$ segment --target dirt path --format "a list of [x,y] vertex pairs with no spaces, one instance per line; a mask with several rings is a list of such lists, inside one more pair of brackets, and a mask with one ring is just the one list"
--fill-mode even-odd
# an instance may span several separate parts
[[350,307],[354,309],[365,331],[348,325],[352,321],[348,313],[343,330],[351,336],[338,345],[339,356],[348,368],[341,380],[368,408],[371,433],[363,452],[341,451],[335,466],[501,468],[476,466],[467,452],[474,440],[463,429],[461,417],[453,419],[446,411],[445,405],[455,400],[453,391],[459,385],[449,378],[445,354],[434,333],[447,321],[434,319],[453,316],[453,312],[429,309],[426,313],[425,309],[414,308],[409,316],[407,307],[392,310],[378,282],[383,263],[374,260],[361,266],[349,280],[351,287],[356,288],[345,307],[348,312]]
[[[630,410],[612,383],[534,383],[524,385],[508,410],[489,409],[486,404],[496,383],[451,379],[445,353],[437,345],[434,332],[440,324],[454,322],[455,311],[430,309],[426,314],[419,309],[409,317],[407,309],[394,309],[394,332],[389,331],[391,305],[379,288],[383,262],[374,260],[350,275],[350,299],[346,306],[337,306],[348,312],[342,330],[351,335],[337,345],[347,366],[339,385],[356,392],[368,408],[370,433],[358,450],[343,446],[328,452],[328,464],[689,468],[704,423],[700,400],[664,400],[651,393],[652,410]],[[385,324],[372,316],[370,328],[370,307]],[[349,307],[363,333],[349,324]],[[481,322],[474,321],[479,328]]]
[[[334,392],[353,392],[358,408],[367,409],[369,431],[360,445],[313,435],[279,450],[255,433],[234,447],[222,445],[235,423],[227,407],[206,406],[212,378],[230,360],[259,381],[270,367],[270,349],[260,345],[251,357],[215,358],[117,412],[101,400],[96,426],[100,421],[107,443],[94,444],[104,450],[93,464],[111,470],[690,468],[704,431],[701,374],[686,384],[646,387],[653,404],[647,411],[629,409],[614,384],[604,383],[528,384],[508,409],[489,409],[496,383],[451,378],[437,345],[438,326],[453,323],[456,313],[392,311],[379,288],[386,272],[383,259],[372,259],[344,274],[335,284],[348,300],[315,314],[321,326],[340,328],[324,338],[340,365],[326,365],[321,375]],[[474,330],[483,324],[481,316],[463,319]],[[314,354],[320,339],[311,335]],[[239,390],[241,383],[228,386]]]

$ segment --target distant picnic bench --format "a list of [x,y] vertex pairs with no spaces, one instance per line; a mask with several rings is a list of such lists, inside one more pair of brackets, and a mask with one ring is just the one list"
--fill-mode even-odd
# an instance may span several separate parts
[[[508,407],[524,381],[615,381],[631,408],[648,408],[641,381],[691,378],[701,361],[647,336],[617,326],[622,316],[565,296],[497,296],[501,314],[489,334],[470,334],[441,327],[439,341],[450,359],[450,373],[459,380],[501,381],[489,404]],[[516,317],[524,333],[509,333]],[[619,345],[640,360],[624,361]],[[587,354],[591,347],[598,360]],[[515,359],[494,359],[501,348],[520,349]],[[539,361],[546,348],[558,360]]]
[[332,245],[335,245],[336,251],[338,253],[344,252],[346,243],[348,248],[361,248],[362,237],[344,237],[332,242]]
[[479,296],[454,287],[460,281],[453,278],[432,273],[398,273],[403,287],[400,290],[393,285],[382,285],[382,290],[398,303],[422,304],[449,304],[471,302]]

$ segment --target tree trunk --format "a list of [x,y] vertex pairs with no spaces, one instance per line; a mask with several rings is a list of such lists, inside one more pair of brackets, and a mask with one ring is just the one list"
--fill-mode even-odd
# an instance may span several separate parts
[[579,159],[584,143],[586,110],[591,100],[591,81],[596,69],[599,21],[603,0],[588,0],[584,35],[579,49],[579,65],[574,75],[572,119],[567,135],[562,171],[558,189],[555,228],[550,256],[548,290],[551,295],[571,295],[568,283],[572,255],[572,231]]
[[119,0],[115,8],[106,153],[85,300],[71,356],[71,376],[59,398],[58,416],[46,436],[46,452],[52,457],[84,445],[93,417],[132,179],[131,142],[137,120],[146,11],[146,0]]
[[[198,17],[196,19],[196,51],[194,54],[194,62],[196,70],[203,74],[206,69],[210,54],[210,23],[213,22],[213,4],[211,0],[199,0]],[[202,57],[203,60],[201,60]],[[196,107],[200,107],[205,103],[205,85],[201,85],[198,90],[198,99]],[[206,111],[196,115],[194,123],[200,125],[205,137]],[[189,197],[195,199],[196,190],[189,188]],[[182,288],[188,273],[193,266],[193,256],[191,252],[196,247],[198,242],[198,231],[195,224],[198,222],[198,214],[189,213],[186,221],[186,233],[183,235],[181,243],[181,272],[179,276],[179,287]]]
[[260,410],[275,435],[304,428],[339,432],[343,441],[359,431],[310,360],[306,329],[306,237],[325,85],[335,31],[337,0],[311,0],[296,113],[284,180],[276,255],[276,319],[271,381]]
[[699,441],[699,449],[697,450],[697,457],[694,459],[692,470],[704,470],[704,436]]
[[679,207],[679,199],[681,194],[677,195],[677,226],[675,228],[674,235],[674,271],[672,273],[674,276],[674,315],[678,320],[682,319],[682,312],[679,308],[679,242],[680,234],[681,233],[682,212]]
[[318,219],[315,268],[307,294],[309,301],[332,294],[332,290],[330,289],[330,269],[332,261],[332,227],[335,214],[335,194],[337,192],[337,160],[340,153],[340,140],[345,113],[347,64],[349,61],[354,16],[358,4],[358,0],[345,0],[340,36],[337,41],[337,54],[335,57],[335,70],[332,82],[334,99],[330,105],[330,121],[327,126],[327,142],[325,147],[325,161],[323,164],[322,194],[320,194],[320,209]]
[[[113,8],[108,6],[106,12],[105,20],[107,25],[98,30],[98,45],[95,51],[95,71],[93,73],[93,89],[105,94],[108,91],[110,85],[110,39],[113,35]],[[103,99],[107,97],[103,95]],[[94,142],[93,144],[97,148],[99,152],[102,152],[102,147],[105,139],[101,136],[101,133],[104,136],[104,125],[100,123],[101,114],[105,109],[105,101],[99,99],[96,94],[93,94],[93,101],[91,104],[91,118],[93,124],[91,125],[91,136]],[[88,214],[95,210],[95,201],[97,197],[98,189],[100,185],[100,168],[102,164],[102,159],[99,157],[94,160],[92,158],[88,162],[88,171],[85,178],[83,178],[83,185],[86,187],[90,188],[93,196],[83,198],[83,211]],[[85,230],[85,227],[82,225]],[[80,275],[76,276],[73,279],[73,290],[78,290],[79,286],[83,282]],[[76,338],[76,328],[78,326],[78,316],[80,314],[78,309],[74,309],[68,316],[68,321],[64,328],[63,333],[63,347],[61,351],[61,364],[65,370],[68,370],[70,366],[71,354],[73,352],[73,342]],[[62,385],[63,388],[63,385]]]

__________________________________________________

Exercise task
Collect every line above that contains the word "such", and copy each one unchanged.

Output of the exercise
$ segment --target dirt path --format "a list of [x,y] vertex pairs with no spaces, one instance per line; a mask with several rings is a list of such lists, inside one more pair of brackets, and a mask with one ring is just the one list"
$ segment --target distant picnic bench --format "a list of [x,y] vertex pairs with no spaces, one instance per line; a mask with several rings is a list of such lists, inside one more pair of brackets, and a mask with one ring is just the one list"
$ segment --target tree trunk --format "a list of [x,y] vertex pairs with no spaces, one instance per line; a mask with several rings is a list of such lists, inside one more pair of brackets, and a mask with one ring is just the one list"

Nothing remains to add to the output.